— Work to be completed —
Copy the stretch from the line containing "Please outline every instance of the <item>tree</item>." through the line containing "[[[91,12],[113,12],[113,7],[101,3],[92,3],[89,6]]]", swapping "tree" for "shrub" and leaving everything else as it is.

— Data excerpts —

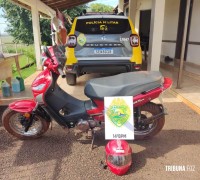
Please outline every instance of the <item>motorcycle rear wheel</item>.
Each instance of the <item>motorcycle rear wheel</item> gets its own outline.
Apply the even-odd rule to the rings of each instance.
[[[13,136],[22,140],[36,139],[42,136],[48,129],[50,122],[47,122],[38,115],[35,115],[29,130],[25,132],[25,127],[20,123],[21,113],[7,108],[2,116],[4,128]]]
[[[141,118],[148,118],[161,113],[160,107],[149,102],[141,107]],[[150,139],[158,134],[165,124],[165,117],[156,119],[152,124],[146,125],[144,129],[135,127],[134,134],[136,140]]]

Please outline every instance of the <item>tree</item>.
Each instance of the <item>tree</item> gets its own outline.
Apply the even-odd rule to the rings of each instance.
[[[91,12],[113,12],[113,7],[101,3],[92,3],[89,6]]]
[[[3,8],[3,17],[8,22],[7,32],[14,37],[14,41],[32,44],[33,29],[31,12],[7,0],[0,0],[0,7]],[[50,20],[40,19],[42,43],[51,44],[50,27]]]
[[[74,8],[64,10],[63,14],[65,14],[66,16],[69,15],[73,21],[74,18],[80,16],[86,8],[87,8],[86,5],[76,6]],[[71,24],[66,23],[65,26],[67,28],[67,31],[69,32],[69,30],[71,29]]]

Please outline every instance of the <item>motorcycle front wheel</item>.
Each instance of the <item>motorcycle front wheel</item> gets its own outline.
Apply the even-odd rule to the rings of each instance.
[[[160,107],[152,102],[149,102],[141,107],[141,120],[150,118],[161,113]],[[144,125],[135,123],[134,135],[136,140],[149,139],[158,134],[165,124],[164,115],[154,120],[151,124]]]
[[[24,122],[22,121],[23,114],[7,108],[2,116],[2,124],[4,128],[13,136],[30,140],[42,136],[49,128],[50,122],[47,122],[38,115],[34,116],[32,125],[25,132]],[[26,121],[26,120],[25,120]],[[25,122],[26,123],[26,122]]]

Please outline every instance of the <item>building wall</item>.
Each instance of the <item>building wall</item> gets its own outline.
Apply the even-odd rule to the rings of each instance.
[[[190,27],[187,62],[200,65],[200,1],[194,0]],[[197,43],[196,45],[192,43]]]
[[[120,0],[123,1],[123,0]],[[135,29],[139,31],[140,10],[152,9],[152,0],[136,0]],[[162,56],[175,57],[180,0],[165,0]],[[187,62],[200,65],[200,0],[194,0]]]
[[[152,0],[137,0],[137,10],[135,16],[135,29],[139,32],[140,10],[149,10],[152,8]]]
[[[162,56],[175,56],[179,6],[180,0],[165,0]]]

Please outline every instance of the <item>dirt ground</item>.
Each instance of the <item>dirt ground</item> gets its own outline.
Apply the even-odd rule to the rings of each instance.
[[[64,80],[59,83],[66,86]],[[66,89],[86,99],[84,84],[79,79],[77,86]],[[128,141],[133,164],[124,176],[100,167],[107,143],[103,132],[97,134],[97,147],[91,151],[90,140],[67,133],[56,123],[43,137],[32,141],[15,139],[0,123],[0,179],[200,179],[200,116],[169,92],[163,100],[168,109],[163,130],[150,140]]]

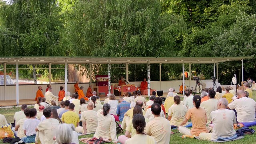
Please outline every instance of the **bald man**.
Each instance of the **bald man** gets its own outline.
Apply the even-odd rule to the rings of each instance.
[[[236,115],[234,111],[226,108],[228,104],[228,100],[225,98],[219,100],[217,104],[218,110],[211,112],[214,126],[212,133],[200,133],[200,139],[216,140],[218,137],[229,138],[236,134],[233,127],[233,124],[236,123]]]
[[[236,94],[237,99],[228,104],[228,108],[230,110],[236,110],[238,123],[254,122],[256,102],[250,98],[246,98],[242,90],[238,90]]]
[[[92,102],[89,102],[87,105],[88,110],[82,113],[80,120],[83,122],[83,135],[94,133],[96,131],[98,126],[98,118],[97,112],[92,110],[93,106]]]
[[[43,88],[42,88],[42,86],[38,86],[38,90],[37,90],[36,92],[36,98],[35,98],[35,100],[37,100],[37,98],[39,96],[42,98],[44,98],[44,96],[43,94]]]

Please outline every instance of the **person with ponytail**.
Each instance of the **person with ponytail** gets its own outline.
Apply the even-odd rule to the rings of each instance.
[[[125,141],[125,144],[156,144],[156,142],[152,136],[144,133],[146,121],[144,116],[141,114],[136,114],[132,118],[132,125],[136,130],[136,134]]]
[[[111,139],[112,142],[117,144],[116,138],[116,126],[115,118],[113,115],[109,114],[110,105],[105,104],[102,110],[98,111],[98,126],[93,137],[99,138],[100,137]]]
[[[196,136],[198,136],[201,132],[208,133],[208,130],[206,127],[207,117],[204,109],[200,107],[200,96],[196,95],[194,96],[193,104],[195,107],[188,110],[184,120],[178,128],[179,131],[184,135]],[[190,119],[192,122],[191,130],[182,126]]]

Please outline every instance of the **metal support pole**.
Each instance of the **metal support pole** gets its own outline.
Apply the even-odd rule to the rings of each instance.
[[[182,86],[183,96],[185,94],[185,74],[184,74],[184,62],[182,63]]]
[[[148,64],[148,96],[150,96],[150,64],[149,60],[147,62]]]
[[[68,69],[67,68],[67,59],[65,59],[65,90],[68,91]]]
[[[111,93],[111,84],[110,82],[110,70],[111,70],[111,66],[110,64],[110,60],[108,59],[108,94]]]
[[[242,61],[242,81],[244,81],[244,60],[241,60]]]
[[[162,83],[162,63],[159,64],[159,81],[160,84],[159,84],[159,90],[161,90],[161,83]]]
[[[6,100],[6,63],[4,63],[4,100]]]
[[[19,105],[19,62],[16,60],[16,103]]]
[[[52,83],[52,64],[50,62],[49,63],[49,84],[51,84]]]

— Full output —
Please outline every instance of the <item>shrub</item>.
Each instance of the <item>shrub</item> gets its own outline.
Apply the even-odd rule to the rings of each instance.
[[[91,12],[113,12],[113,7],[101,3],[92,3],[89,6]]]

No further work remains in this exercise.